» **EXERCISE INSTRUCTIONS**
What is needed is a word-for-word transcription of every record below.

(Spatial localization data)
Segment Open

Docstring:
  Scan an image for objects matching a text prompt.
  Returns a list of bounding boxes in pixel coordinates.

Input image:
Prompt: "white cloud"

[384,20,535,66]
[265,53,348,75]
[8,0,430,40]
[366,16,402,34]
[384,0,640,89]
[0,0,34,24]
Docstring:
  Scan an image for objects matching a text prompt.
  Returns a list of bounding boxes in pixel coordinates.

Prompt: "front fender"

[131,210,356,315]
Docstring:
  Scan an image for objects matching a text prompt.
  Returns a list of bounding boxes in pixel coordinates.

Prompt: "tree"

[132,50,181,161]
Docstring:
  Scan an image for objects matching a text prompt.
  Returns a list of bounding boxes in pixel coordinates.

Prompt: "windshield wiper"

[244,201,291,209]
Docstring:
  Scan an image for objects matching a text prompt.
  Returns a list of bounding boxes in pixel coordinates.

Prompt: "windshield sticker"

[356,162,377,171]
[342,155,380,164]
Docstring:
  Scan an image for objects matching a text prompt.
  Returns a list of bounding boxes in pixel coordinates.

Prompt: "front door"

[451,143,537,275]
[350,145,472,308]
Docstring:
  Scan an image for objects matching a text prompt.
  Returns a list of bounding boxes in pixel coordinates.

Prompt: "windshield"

Segment Closed

» **ANSWER BOX**
Docstring:
  Scan an image for objects matching a text prompt.
  Returns a list of bounding boxes in pixel coordinates.

Input image:
Prompt: "white cloud"

[384,20,535,66]
[265,53,348,75]
[8,0,430,40]
[366,16,402,34]
[384,0,640,89]
[0,0,34,24]
Docstring:
  Scan an image for objects matching a text prompt.
  Returns a list of bounding boxes in pixel coordinates.

Prompt: "front fender"

[131,210,356,315]
Docstring:
  Scan an image for objects matching a text prompt.
  Returns a list of bounding boxes in pixel coordinates.

Prompt: "tree"

[132,50,181,161]
Docstring:
  Scan an image for objects matching a text prompt.
  Returns a list of bounding boxes in pixel coordinates.

Prompt: "windshield wiper"

[244,201,291,209]
Docstring:
  Scan an image for objects matching a text prompt.
  Returns a list of bounding boxes in pixel coordinates.

Prompt: "windshield sticker"

[356,162,377,171]
[342,155,380,164]
Docstring:
  Scan an image for objects matching a text prompt.
  Returns a list of bounding boxes in pixel coordinates.

Prompt: "front door"

[451,143,537,275]
[350,145,472,308]
Docstring:
  Scan an image for objects matching a text prompt.
  Returns a list of bounding boxes in pixel coordinates.

Prompt: "windshield"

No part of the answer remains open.